### Try it
Copy the records exactly. Every line must match.

# # # # #

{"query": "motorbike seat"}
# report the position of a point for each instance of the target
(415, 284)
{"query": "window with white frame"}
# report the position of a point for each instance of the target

# # # # #

### Result
{"query": "motorbike seat"}
# report the position of a point for each instance of the target
(415, 284)
{"query": "window with white frame"}
# report the position of a point for each instance of the target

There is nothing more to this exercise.